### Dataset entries
- Opening Delimiter -

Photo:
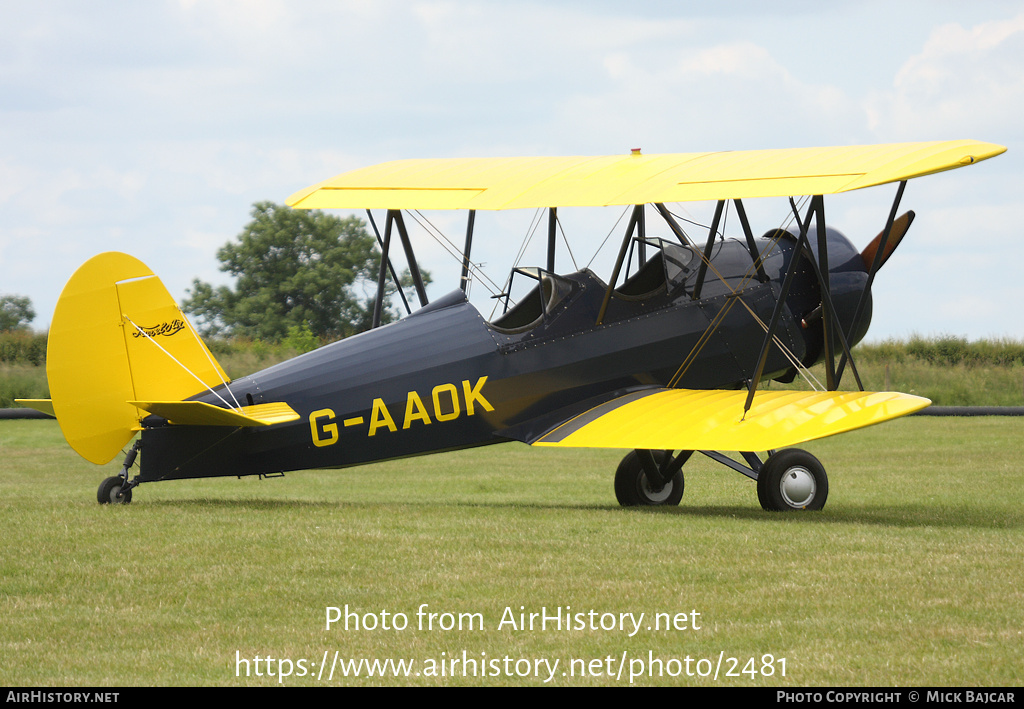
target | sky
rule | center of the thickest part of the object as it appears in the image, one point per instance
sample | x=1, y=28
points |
x=153, y=127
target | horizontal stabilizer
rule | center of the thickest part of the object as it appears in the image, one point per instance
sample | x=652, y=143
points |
x=713, y=420
x=200, y=414
x=43, y=405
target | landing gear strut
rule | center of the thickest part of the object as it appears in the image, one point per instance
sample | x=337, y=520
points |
x=788, y=480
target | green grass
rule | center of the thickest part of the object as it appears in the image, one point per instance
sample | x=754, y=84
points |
x=911, y=575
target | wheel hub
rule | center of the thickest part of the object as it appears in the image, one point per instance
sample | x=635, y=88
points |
x=656, y=496
x=798, y=487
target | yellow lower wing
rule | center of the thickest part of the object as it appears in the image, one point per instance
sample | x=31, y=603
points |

- Closing Delimiter -

Each of the records above needs to be transcribed exactly, apart from its pictures.

Photo:
target | sky
rule | center of the thickest part of the object as it appears in the image, one point per instance
sample | x=1, y=28
points |
x=153, y=127
target | horizontal stabilizer
rule | center of the thickest part of the object as it appears in the image, one point per instance
sample | x=652, y=143
points |
x=713, y=420
x=200, y=414
x=43, y=405
target | landing gear strut
rule | center of the thickest part of the object as it appears in the image, one point per instance
sample | x=337, y=520
points |
x=788, y=480
target | green grass
rule | center of the thickest part of the object as it appears in the image, one point per instance
sample | x=754, y=84
points |
x=911, y=575
target | wheel hub
rule | center of the thickest part of the object as it appears in the image, one point per instance
sample | x=635, y=88
points |
x=656, y=496
x=798, y=487
target | yellow lower wing
rule | center of the thickest part of the object as it appears in the image, one point per instance
sample | x=31, y=603
points |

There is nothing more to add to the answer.